● EXTRAIT À ANALYSER
App Store : quand l'usage de la publicité faisait débat au sein d'Apple

Florian Innocente |

La publication d'un échange de mail entre deux cadres d'Apple — dans les remous du procès avec Epic — montre que l'idée de mettre de la publicité dans l'App Store bouillonnait au sein de la Pomme, mais qu'elle n'était pas simple à vendre aux propriétaires d'iPhone. Apple, et Tim Cook le premier, les ayant biberonnés avec l'idée que la Pomme leur épargnerait ce type de contenu dans ses produits vendus à des tarifs élevés.

Depuis 2016, avec les Search Ads, Apple placarde de la publicité dans l'App Store et cette semaine encore, ce programme proposé aux éditeurs pour que leurs apps gagnent en visibilité, a trouvé un nouvel emplacement. On en avait dans les résultats de recherche, on en a aussi dans les suggestions.


En bleu, en haut à gauche et en bas à droite (c'est le tout nouvel emplacement), les encarts pub dans l'App Store

Fin février 2015, David Neuman, ingénieur chez Apple, envoie à son collègue Eric Friedman, responsable de la lutte contre la fraude sur l'App Store, un lien vers l'annonce par Google de l'arrivée d'un programme pilote de publicités dans Google Play.

Dans son mail, Neuman exprime son souhait qu'Apple reprenne l'idée et fasse de même. Ce à quoi son interlocuteur répond que le principe de payer pour promouvoir une app serait en effet « formidable ». Justement l'idée a plusieurs fois flotté dans l'air, dit-il, comme un moyen de lutte contre le trucage des classements.

● EXERCICES À TRAITER
1. Traduisez en anglais la phrase suivante de l'article sur la publicité dans l'App Store : « Fin février 2015, David Neuman, ingénieur chez Apple, envoie à son collègue Eric Friedman, responsable de la lutte contre la fraude sur l'App Store, un lien vers l'annonce par Google de l'arrivée d'un programme pilote de publicités dans Google Play. »
2. Prolongez l'article sur la publicité dans l'App Store en reprenant juste après sa dernière phrase.
Ces données n'ont aucun lien avec l'article sur la publicité dans l'App Store.

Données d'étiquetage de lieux

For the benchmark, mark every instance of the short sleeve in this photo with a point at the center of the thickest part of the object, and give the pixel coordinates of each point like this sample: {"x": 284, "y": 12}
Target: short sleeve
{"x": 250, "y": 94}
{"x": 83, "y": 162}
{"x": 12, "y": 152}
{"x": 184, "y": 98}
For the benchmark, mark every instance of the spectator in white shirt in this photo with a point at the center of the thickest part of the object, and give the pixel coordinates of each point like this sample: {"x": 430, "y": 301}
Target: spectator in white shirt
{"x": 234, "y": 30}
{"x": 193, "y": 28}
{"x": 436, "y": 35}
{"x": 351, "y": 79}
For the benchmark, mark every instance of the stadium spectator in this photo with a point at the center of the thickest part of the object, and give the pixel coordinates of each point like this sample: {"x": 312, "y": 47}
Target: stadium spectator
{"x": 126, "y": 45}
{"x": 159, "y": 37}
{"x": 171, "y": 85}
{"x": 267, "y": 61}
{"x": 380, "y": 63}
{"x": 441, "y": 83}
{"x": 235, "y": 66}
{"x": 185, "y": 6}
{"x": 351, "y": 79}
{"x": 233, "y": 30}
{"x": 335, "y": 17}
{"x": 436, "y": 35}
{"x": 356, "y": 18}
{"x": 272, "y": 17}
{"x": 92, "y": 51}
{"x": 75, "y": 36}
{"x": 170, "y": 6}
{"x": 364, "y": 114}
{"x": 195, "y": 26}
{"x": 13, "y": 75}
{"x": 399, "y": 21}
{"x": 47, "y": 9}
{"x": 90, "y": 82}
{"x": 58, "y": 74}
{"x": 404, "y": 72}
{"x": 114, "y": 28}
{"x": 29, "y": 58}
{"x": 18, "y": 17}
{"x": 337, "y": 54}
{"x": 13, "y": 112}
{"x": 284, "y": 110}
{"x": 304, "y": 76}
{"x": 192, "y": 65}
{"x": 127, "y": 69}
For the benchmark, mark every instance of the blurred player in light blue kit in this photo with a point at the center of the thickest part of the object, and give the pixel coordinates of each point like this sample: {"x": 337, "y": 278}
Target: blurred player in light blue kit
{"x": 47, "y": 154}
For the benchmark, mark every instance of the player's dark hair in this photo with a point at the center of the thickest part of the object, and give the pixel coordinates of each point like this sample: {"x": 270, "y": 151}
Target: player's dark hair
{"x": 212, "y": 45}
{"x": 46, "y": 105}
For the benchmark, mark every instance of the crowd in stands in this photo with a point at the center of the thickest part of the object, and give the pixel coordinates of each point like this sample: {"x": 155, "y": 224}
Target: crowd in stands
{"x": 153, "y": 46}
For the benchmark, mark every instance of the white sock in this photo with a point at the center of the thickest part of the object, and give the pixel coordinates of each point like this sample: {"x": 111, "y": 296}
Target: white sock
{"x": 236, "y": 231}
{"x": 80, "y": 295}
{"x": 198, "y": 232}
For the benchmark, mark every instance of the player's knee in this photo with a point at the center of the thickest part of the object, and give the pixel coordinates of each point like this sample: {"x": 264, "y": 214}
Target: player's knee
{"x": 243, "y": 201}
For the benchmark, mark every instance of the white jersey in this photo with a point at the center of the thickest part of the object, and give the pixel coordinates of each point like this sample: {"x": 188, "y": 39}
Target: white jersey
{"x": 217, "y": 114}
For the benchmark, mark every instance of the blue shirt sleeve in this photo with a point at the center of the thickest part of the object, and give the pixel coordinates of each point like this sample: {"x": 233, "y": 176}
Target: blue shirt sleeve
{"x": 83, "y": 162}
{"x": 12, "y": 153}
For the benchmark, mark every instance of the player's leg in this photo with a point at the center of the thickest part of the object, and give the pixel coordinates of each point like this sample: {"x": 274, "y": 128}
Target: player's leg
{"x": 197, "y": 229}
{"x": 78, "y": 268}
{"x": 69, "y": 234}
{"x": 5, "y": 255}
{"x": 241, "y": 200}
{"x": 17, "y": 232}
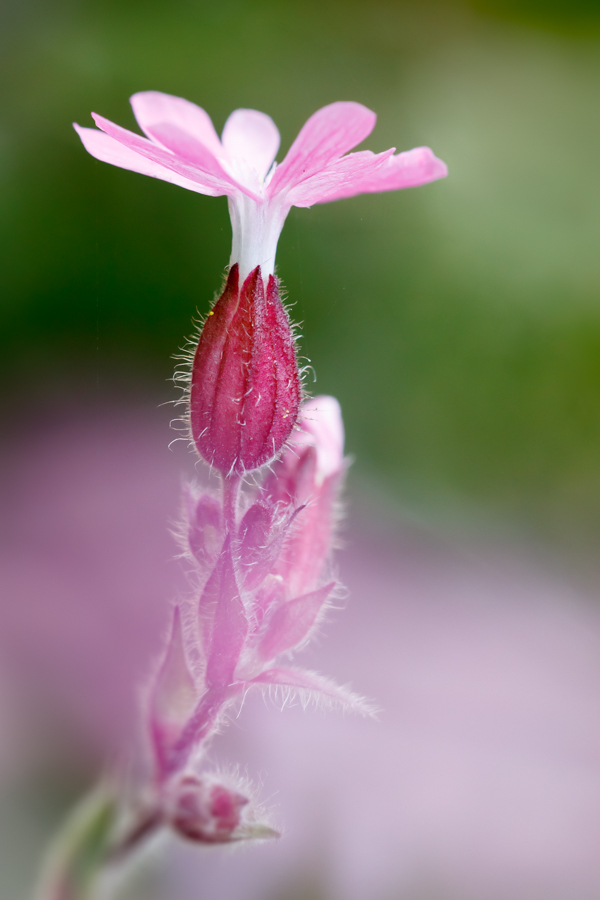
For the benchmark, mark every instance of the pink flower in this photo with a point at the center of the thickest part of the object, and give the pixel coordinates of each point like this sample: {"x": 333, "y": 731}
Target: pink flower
{"x": 182, "y": 146}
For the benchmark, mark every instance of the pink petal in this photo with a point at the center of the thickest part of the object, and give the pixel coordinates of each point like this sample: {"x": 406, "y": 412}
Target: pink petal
{"x": 251, "y": 137}
{"x": 311, "y": 686}
{"x": 326, "y": 136}
{"x": 320, "y": 425}
{"x": 409, "y": 169}
{"x": 152, "y": 108}
{"x": 356, "y": 168}
{"x": 202, "y": 174}
{"x": 107, "y": 149}
{"x": 291, "y": 623}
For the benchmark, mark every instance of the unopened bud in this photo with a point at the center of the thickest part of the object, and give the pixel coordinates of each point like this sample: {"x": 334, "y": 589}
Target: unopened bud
{"x": 205, "y": 811}
{"x": 245, "y": 386}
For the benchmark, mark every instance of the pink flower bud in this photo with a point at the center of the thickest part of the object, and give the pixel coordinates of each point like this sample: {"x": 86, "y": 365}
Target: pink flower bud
{"x": 245, "y": 386}
{"x": 203, "y": 810}
{"x": 308, "y": 476}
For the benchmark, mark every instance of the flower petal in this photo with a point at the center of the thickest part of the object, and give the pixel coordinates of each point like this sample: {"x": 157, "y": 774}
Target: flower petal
{"x": 292, "y": 622}
{"x": 203, "y": 174}
{"x": 107, "y": 149}
{"x": 326, "y": 136}
{"x": 252, "y": 138}
{"x": 408, "y": 169}
{"x": 356, "y": 168}
{"x": 152, "y": 108}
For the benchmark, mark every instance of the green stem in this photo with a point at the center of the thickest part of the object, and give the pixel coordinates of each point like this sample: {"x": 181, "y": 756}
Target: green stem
{"x": 231, "y": 490}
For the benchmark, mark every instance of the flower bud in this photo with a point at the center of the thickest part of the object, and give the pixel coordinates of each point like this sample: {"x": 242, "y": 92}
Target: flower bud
{"x": 204, "y": 810}
{"x": 245, "y": 386}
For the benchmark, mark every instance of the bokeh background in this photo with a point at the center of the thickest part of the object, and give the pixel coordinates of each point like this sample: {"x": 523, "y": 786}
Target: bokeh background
{"x": 458, "y": 324}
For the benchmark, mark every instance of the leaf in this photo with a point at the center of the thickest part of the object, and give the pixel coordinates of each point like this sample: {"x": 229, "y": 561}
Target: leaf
{"x": 310, "y": 687}
{"x": 291, "y": 623}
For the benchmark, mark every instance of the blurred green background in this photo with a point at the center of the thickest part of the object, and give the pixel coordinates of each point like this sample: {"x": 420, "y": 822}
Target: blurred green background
{"x": 458, "y": 323}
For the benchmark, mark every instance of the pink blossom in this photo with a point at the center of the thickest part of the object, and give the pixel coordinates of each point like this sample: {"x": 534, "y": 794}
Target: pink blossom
{"x": 182, "y": 146}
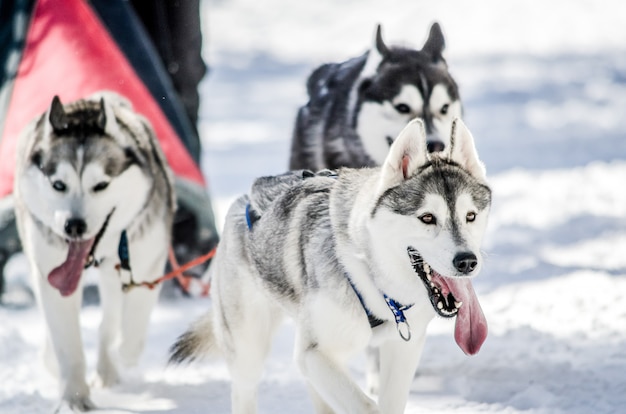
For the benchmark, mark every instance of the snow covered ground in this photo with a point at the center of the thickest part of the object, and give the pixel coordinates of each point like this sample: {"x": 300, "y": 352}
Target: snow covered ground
{"x": 544, "y": 90}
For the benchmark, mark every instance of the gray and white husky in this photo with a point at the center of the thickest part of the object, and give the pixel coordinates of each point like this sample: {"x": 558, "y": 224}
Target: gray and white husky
{"x": 356, "y": 108}
{"x": 93, "y": 189}
{"x": 361, "y": 257}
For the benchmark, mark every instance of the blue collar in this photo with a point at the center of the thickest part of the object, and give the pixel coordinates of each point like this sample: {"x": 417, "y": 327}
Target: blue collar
{"x": 404, "y": 330}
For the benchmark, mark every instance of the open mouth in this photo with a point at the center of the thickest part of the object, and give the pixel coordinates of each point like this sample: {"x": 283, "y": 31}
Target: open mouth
{"x": 80, "y": 254}
{"x": 441, "y": 297}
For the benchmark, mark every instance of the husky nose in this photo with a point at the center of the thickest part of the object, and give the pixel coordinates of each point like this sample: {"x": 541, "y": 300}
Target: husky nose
{"x": 75, "y": 227}
{"x": 435, "y": 146}
{"x": 465, "y": 262}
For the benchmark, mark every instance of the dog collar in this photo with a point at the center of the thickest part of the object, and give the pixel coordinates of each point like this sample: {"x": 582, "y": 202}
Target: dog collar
{"x": 404, "y": 330}
{"x": 91, "y": 257}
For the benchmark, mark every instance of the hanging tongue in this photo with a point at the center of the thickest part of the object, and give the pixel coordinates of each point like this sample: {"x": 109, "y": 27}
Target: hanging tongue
{"x": 66, "y": 276}
{"x": 471, "y": 326}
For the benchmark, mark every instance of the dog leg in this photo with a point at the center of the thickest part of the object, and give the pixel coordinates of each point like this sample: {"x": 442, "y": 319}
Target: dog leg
{"x": 372, "y": 370}
{"x": 319, "y": 405}
{"x": 111, "y": 301}
{"x": 245, "y": 321}
{"x": 62, "y": 319}
{"x": 249, "y": 342}
{"x": 398, "y": 363}
{"x": 331, "y": 382}
{"x": 137, "y": 307}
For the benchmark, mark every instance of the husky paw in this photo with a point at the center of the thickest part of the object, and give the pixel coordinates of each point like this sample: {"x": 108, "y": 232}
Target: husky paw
{"x": 74, "y": 404}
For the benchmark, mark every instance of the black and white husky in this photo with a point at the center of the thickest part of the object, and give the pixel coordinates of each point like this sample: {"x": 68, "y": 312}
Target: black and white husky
{"x": 93, "y": 189}
{"x": 356, "y": 108}
{"x": 359, "y": 257}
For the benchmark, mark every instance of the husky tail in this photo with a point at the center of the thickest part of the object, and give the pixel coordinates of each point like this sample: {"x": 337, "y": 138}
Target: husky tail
{"x": 199, "y": 341}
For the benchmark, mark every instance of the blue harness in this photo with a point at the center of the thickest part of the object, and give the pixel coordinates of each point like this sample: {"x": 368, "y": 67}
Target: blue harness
{"x": 404, "y": 330}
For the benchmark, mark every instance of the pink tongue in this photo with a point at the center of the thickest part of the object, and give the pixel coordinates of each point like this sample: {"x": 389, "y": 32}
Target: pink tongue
{"x": 471, "y": 326}
{"x": 66, "y": 276}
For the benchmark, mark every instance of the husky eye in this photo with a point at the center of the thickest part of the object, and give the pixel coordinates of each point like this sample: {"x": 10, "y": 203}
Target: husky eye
{"x": 100, "y": 186}
{"x": 428, "y": 218}
{"x": 59, "y": 186}
{"x": 403, "y": 108}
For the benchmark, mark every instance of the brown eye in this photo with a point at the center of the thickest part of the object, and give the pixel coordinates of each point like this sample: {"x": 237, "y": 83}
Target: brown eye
{"x": 403, "y": 108}
{"x": 59, "y": 186}
{"x": 428, "y": 218}
{"x": 100, "y": 186}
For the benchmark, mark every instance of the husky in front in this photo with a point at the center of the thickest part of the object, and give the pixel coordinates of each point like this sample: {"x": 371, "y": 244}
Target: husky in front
{"x": 358, "y": 257}
{"x": 93, "y": 190}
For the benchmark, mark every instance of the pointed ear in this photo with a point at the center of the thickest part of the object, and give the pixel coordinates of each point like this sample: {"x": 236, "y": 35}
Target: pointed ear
{"x": 435, "y": 43}
{"x": 406, "y": 155}
{"x": 56, "y": 115}
{"x": 463, "y": 150}
{"x": 377, "y": 53}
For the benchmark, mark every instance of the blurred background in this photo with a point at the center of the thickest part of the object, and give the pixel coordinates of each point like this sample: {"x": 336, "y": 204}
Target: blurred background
{"x": 544, "y": 91}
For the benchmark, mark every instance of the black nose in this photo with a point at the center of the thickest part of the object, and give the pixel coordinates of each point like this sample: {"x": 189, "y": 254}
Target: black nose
{"x": 75, "y": 227}
{"x": 435, "y": 146}
{"x": 465, "y": 262}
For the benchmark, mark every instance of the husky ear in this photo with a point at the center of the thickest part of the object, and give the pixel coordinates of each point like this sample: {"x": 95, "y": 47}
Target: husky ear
{"x": 377, "y": 54}
{"x": 406, "y": 155}
{"x": 463, "y": 151}
{"x": 56, "y": 115}
{"x": 435, "y": 43}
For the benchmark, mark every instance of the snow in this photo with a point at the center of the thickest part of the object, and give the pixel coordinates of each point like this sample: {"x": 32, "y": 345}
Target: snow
{"x": 544, "y": 91}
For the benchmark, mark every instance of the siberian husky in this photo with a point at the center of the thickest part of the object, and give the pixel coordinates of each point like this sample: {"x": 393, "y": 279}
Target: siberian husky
{"x": 356, "y": 108}
{"x": 358, "y": 257}
{"x": 93, "y": 189}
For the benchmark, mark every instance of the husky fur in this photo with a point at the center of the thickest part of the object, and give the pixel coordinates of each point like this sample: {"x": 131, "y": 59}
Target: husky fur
{"x": 87, "y": 172}
{"x": 329, "y": 250}
{"x": 356, "y": 108}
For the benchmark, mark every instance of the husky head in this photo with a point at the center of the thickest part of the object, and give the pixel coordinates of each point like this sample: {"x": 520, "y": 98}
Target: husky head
{"x": 399, "y": 85}
{"x": 84, "y": 172}
{"x": 432, "y": 209}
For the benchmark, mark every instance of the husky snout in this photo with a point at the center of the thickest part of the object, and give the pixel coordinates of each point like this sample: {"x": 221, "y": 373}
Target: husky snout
{"x": 465, "y": 262}
{"x": 75, "y": 227}
{"x": 435, "y": 145}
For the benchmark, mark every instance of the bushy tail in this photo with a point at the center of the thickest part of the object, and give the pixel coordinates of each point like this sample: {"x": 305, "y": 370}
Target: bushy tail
{"x": 197, "y": 342}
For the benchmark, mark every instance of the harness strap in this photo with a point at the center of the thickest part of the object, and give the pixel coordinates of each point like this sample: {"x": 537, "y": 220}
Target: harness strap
{"x": 178, "y": 273}
{"x": 404, "y": 330}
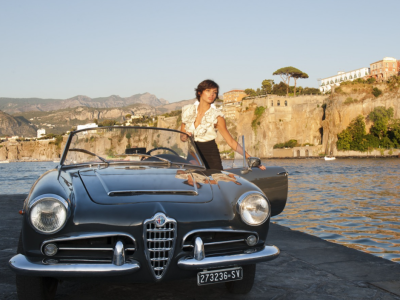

● CORRIGÉ DES EXERCICES
1. In late February 2015, David Neuman, an engineer at Apple, sends his colleague Eric Friedman, who is in charge of fighting fraud on the App Store, a link to Google's announcement of the launch of a pilot advertising program in Google Play.

2.
« Si les gens sont disposés à payer des "sociétés de marketing" (des bots) pour améliorer leur position, pourquoi est-ce qu'on ne leur permettrait pas de nous payer, nous, pour obtenir la même chose ? » fait observer Eric Friedman ?

Malheureusement personne chez Apple n'est encore prêt à le faire, le sujet est délicat, même si le faire de cette manière aurait le mérite de la transparence.

Friedman estime par ailleurs que le système des classements sur l'App Store ne remplit absolument pas son rôle d'outil de découverte d'apps pour les utilisateurs, ou vraiment très à la marge. Dans la plupart des cas il n'est que le reflet du travail de bots et d'utilisateurs qui ont fait monter des apps sur les podiums en suivant des incitations promotionnelles à les télécharger.

En définitive, les seuls à qui ces classements sont utiles, conclut Friedman, ce sont les protagonistes de ce marché, les développeurs, qui peuvent voir quel type d'apps ils peuvent essayer de suivre, ou des investisseurs.

Il cite le cas d'un changement effectué sans prévenir dans l'algorithme du classement des apps payantes qui en a défavorisé l'une des vedettes, Big Fish Casino. Son éditeur a soudainement paniqué car cela contrariait d'un coup ses projets de lever de nouveaux fonds auprès d'investisseurs. « Ce n'est plus un outil de découverte pour les utilisateurs », conclut Eric Friedman. Ce dernier, dans sa déposition pour le procès avec Epic, avait déjà eu des mots durs, cette fois pour la validation des apps.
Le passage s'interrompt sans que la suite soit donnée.